SUPPLIED MATERIAL: Begin
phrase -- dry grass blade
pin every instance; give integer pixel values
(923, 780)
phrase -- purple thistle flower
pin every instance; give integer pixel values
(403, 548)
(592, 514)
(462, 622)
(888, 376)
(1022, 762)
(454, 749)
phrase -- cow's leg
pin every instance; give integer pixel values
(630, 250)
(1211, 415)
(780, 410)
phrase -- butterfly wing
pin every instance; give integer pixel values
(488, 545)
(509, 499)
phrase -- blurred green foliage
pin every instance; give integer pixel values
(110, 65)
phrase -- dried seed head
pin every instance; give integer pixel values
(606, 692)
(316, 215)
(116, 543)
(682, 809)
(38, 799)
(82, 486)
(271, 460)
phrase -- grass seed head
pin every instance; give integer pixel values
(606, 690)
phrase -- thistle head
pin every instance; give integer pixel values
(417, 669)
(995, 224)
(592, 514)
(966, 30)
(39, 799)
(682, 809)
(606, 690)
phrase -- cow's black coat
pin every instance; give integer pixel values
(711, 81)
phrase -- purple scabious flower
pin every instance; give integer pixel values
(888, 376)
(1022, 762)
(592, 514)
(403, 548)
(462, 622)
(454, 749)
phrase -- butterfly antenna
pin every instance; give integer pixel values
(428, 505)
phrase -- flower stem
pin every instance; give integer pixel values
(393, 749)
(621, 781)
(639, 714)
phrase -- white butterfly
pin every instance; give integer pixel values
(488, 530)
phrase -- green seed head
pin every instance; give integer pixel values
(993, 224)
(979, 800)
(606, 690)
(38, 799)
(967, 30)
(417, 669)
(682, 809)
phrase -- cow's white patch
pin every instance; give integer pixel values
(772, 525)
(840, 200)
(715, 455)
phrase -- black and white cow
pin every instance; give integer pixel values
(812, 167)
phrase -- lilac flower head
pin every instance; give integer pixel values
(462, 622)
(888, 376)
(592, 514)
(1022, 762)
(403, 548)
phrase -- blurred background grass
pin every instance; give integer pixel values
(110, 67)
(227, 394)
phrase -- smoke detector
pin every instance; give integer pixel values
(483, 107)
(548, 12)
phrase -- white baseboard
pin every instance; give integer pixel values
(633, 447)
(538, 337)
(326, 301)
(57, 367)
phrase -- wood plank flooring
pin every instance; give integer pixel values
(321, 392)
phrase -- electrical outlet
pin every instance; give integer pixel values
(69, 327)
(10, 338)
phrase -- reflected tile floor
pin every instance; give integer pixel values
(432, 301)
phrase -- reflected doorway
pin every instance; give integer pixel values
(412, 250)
SUPPLIED MATERIAL: End
* [TASK BRIEF]: When the line with "phrase -- purple thistle flower" is reached in the data above, start copying there, and copy each line exactly until the line with "phrase -- dried seed head" has been copied; copy nothing else.

* [EXERCISE ANSWER]:
phrase -- purple thistle flower
pin every instance; give integer pixel values
(403, 548)
(592, 514)
(462, 622)
(888, 376)
(1022, 762)
(454, 749)
phrase -- cow's leg
pin every instance; give integer pixel values
(630, 250)
(1211, 415)
(780, 410)
phrase -- butterfly wing
pin every instance; give integer pixel values
(488, 545)
(509, 499)
phrase -- blurred green foliage
pin every instance; give integer pixel values
(110, 65)
phrase -- dried seed head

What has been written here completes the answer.